Die Verfolgung der Frau durch den Drachen
Die alte Frau – das Weibliche
In der nordischen Sage vom Ritter und der Tötung des Drachen ist es nicht eine Jungfrau, sondern eine alte Frau, die vor dem Drachen gerettet werden muss. Die Jungfrau gewinnt der Held erst viel später. Dieser Umstand richtet einerseits den Fokus auf das uneigennützige Motiv des Helden. Andererseits lohnt sich auch ein Gedanke zur Frage, was es wohl mythologisch gesehen mit der alten Frau auf sich hat. Sieht man sie als Hinweis auf das grosse Weibliche, dann ist man im Einklang mit den ältesten menschlichen Überlieferungen, welche bereits die Unterwerfung der Materie unter den männlichen Geist der Macht (der Luft) thematisieren.

DATENSÄTZE =>
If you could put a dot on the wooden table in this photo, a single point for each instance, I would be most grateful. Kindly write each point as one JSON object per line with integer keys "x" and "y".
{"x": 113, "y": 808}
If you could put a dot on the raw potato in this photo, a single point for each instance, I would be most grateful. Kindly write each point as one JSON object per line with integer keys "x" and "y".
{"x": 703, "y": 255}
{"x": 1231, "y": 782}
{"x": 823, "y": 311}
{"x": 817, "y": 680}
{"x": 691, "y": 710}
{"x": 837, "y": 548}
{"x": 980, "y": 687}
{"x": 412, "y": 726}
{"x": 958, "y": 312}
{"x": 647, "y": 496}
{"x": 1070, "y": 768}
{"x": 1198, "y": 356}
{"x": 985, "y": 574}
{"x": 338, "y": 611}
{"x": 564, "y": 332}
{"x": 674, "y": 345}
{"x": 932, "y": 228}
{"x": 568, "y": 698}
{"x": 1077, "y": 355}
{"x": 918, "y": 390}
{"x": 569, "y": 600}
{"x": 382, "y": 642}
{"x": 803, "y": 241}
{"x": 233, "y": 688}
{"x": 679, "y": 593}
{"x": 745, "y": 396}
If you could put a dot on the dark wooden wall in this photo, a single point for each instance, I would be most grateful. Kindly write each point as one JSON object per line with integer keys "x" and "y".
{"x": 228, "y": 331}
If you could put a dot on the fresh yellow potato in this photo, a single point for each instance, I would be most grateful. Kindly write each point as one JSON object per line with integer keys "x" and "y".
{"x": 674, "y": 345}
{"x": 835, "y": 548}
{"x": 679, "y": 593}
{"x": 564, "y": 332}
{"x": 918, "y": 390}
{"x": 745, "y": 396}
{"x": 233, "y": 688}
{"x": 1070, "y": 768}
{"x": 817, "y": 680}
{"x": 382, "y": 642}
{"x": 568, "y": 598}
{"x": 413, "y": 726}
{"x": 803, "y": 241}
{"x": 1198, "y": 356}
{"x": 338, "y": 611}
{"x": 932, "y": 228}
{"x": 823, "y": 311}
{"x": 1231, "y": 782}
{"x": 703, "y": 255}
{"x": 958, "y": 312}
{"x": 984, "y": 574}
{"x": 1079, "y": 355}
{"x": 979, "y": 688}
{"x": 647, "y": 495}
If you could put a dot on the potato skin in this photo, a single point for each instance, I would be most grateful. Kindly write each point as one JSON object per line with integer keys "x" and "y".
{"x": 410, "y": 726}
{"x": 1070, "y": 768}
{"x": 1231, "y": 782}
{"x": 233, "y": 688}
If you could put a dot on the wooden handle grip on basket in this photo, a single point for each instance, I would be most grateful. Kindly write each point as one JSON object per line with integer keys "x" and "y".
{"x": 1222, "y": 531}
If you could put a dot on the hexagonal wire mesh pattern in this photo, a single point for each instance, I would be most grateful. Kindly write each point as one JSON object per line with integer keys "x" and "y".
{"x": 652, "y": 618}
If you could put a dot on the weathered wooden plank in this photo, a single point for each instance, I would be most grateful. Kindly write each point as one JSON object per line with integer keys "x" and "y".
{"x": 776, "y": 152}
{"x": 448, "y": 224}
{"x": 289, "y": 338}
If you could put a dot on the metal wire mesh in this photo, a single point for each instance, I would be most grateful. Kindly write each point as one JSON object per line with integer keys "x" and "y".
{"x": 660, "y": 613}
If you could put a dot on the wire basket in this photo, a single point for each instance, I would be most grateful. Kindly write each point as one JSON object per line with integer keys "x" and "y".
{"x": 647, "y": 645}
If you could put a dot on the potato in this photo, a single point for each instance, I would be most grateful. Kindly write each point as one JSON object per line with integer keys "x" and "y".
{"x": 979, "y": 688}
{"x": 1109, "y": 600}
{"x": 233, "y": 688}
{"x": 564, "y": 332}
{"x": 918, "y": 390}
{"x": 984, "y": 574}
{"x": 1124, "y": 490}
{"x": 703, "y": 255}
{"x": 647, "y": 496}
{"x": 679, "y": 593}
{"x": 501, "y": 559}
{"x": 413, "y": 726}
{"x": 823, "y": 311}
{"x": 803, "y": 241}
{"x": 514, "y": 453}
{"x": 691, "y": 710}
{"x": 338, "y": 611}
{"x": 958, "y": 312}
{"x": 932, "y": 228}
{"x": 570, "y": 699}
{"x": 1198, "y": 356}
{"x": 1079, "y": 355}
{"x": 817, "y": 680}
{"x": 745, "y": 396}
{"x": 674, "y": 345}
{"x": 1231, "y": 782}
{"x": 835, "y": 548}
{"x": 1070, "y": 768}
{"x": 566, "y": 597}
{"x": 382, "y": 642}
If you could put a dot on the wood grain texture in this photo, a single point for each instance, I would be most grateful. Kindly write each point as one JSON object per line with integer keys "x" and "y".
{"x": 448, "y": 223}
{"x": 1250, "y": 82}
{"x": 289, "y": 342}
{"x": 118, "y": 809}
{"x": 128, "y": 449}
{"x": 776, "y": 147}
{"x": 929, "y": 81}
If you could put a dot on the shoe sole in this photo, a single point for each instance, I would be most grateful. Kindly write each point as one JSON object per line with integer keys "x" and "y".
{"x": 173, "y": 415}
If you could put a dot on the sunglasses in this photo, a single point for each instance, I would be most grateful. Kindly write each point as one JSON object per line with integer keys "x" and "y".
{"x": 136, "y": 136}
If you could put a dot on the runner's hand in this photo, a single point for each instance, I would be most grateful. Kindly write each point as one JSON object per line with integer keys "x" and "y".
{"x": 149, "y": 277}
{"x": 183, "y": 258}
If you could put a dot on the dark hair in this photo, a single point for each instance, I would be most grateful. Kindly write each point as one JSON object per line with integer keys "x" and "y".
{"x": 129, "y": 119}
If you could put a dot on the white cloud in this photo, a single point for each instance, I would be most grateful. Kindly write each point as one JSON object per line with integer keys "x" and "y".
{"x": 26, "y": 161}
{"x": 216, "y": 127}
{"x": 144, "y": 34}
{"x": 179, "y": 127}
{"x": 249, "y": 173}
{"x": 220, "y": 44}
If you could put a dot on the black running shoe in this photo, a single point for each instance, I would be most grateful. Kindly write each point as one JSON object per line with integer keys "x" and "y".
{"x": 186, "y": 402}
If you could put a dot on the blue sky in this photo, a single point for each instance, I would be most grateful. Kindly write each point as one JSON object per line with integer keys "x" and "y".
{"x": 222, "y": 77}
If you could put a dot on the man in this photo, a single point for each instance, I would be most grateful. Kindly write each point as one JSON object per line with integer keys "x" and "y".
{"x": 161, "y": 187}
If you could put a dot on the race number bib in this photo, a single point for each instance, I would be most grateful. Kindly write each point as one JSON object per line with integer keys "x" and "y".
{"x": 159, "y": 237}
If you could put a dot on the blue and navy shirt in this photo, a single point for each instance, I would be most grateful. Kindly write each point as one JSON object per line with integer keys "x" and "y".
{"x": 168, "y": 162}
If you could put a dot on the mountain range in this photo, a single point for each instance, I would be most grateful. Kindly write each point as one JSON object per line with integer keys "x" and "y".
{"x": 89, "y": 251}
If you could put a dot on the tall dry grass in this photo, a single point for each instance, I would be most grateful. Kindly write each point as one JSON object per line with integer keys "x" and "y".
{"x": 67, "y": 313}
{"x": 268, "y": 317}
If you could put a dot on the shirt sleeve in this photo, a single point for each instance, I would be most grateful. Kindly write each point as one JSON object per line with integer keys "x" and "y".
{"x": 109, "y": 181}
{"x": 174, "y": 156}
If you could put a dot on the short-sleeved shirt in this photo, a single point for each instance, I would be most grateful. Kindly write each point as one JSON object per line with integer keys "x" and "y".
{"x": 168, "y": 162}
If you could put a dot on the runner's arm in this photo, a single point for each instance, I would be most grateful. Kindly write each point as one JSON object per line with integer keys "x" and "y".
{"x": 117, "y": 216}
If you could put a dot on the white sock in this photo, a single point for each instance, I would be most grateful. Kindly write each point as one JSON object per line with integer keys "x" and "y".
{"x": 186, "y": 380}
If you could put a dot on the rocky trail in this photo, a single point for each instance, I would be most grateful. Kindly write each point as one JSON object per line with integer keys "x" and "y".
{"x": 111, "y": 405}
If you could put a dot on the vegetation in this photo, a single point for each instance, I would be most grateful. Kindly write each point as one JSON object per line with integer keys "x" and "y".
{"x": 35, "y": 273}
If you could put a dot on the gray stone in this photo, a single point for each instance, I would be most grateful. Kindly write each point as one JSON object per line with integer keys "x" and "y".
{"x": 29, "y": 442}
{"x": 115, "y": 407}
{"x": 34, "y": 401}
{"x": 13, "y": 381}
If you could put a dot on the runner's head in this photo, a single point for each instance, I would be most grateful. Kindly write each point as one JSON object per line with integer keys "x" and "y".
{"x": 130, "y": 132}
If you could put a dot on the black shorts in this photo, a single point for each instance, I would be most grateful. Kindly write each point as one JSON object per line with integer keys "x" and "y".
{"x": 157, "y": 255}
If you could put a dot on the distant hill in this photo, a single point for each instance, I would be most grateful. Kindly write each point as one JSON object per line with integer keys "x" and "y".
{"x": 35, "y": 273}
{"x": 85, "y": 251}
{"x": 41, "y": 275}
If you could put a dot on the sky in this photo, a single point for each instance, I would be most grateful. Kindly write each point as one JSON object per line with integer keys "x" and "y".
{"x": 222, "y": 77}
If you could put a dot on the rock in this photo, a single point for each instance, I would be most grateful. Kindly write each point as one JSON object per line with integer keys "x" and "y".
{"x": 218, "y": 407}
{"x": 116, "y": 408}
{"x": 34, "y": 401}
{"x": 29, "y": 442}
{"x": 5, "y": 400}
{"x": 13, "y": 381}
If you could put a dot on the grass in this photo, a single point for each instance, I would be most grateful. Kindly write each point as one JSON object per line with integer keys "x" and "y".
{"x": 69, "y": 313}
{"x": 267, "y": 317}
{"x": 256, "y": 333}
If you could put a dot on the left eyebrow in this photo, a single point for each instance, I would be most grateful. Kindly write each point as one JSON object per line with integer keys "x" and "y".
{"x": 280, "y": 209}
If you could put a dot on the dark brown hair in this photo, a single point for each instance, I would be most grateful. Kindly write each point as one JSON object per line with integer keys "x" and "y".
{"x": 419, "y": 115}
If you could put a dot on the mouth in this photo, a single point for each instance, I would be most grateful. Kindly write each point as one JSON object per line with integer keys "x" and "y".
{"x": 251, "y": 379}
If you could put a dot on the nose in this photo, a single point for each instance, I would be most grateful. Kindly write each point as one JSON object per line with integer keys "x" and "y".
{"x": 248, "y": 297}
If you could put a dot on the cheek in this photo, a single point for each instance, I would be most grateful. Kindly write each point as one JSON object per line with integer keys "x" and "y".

ARBEITSAUFTRAG => Schreiben Sie aus dem Text zur Drachensage die Stelle von „Die Verfolgung der“ bis „(der Luft) thematisieren.“ wortgetreu ab. Maßgeblich ist allein der Text zur Drachensage.

LÖSUNG DER AUFGABE =>
Die Verfolgung der Frau durch den Drachen
Die alte Frau – das Weibliche
In der nordischen Sage vom Ritter und der Tötung des Drachen ist es nicht eine Jungfrau, sondern eine alte Frau, die vor dem Drachen gerettet werden muss. Die Jungfrau gewinnt der Held erst viel später. Dieser Umstand richtet einerseits den Fokus auf das uneigennützige Motiv des Helden. Andererseits lohnt sich auch ein Gedanke zur Frage, was es wohl mythologisch gesehen mit der alten Frau auf sich hat. Sieht man sie als Hinweis auf das grosse Weibliche, dann ist man im Einklang mit den ältesten menschlichen Überlieferungen, welche bereits die Unterwerfung der Materie unter den männlichen Geist der Macht (der Luft) thematisieren.